> [To do]
Copy the entries below word for word, but omit any pictures they contain.

[Data entries]
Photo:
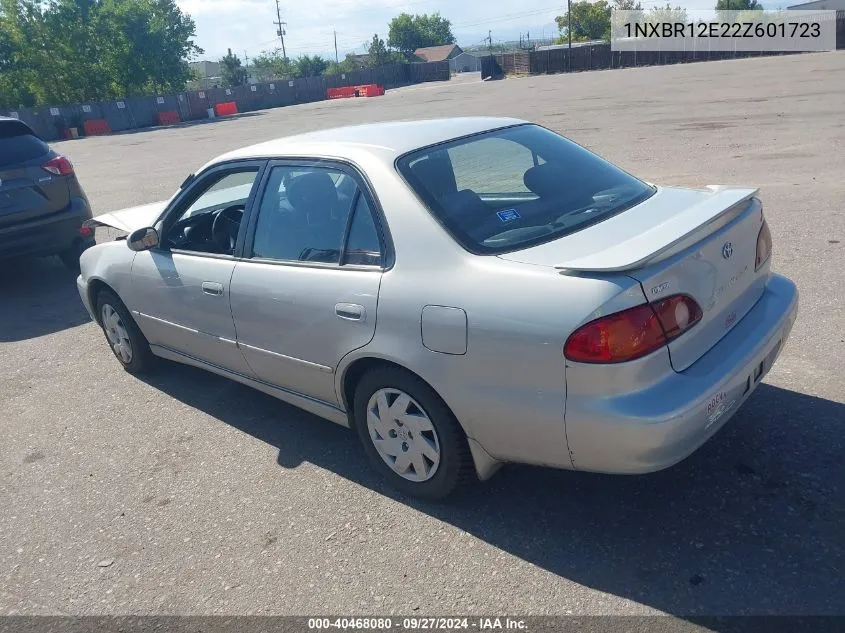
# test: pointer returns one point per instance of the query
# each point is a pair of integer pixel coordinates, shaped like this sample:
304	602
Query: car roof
387	140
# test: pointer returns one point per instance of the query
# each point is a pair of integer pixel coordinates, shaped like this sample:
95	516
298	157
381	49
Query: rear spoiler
666	237
14	127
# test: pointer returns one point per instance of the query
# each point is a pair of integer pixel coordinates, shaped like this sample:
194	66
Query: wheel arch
95	287
351	374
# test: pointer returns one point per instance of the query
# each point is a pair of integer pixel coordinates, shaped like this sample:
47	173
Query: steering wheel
224	229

> [Reply]
Photo:
# test: pointer returns one point per instance of the query
# each point is a pair of integer pixel coordinates, shaped like this sample:
304	602
Query: car roof
387	140
# test: pointer returns one point per instance of the query
# each point is a pair of integer pixel coordinates, shaped like this sample:
95	516
298	157
381	49
Query: rear spoiler
666	237
14	127
# test: pointer returns one point per instance of the query
# each point is a pair of integer pixel coordinates, shaped like this sample:
194	66
Query: wheel arch
95	287
351	374
# test: pointer returns one point per instance of the query
# each point is a pair of integer pixel coordinates, shaped like this sample:
47	173
Query: steering wheel
224	229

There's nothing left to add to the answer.